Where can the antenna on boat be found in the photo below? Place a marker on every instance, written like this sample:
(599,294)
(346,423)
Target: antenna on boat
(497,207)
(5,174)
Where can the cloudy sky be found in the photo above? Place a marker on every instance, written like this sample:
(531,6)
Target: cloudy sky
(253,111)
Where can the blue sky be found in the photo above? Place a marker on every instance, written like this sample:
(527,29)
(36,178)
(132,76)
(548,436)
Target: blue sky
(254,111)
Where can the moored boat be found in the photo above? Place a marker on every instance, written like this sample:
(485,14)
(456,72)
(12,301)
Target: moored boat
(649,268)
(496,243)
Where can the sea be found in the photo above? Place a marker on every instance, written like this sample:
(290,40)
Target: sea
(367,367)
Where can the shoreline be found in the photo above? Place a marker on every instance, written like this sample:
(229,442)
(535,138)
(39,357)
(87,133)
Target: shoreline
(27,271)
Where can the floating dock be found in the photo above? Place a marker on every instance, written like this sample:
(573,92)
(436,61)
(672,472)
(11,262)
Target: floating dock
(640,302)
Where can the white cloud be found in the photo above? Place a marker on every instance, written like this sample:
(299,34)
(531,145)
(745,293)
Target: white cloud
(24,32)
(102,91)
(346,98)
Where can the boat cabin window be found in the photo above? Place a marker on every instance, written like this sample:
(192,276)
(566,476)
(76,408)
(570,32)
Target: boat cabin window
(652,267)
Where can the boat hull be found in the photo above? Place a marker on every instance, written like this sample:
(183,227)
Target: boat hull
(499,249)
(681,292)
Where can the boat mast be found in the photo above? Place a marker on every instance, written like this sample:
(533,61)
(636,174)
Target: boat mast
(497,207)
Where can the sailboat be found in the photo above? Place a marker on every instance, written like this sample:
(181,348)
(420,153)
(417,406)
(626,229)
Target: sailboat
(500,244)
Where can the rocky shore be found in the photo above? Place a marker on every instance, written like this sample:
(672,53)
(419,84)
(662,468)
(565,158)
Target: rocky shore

## WHAT IS BEING ASKED
Please give all of the entries again, exactly as written.

## OUTPUT OF THE EXERCISE
Where can the antenna on boat be found in the photo below? Place a marker on every instance, written like this sample:
(599,294)
(346,423)
Target: antenna on boat
(497,207)
(5,174)
Where can the cloudy sky be found in the photo above? Place a marker on every instance, written like this sample:
(531,6)
Target: cloudy sky
(253,111)
Where can the blue sky be found in the photo above? Place a marker on every instance, written like this sample:
(527,29)
(36,178)
(132,76)
(548,436)
Target: blue sky
(254,111)
Where can the moored boat be found in the photo above? Place a marker on every instance, written like this sample:
(485,14)
(456,72)
(12,301)
Target: moored boat
(649,268)
(496,243)
Where can the sea be found in the photo above? Place a marker on every instance, written like this sample:
(290,40)
Target: sea
(367,367)
Where can the shoreline be found in the photo above? Place a marker on every instance, written like this sample:
(229,442)
(535,138)
(39,357)
(87,133)
Target: shoreline
(27,271)
Where can the floating dock be found in the photo above? Place a marker on every instance, written like this sample:
(573,92)
(436,61)
(672,472)
(11,262)
Target: floating dock
(640,302)
Where can the white cloud be found in the photo above? Place a marker on every instance, written like this sample:
(299,34)
(531,145)
(745,293)
Target: white cloud
(24,32)
(102,91)
(346,98)
Where can the boat cabin window be found in the photo above? Place a marker on every instance, written like this sample:
(192,276)
(566,476)
(76,408)
(570,32)
Target: boat cabin window
(652,267)
Where can the boat hull be found in the photo above? Place a marker on every instance, written like this sample:
(183,227)
Target: boat hull
(499,249)
(681,292)
Where can the boat mast be found in the photo above? Place a marker on every instance, written like this sample:
(533,61)
(636,174)
Target: boat mast
(497,207)
Where can the sailboat be found in the photo above? Place a marker on every instance, written like this sample:
(181,348)
(420,153)
(417,406)
(626,229)
Target: sailboat
(500,244)
Where can the rocky shore be found in the photo above? Place a marker on every instance, written like this sample:
(672,53)
(419,84)
(662,468)
(565,158)
Target: rocky shore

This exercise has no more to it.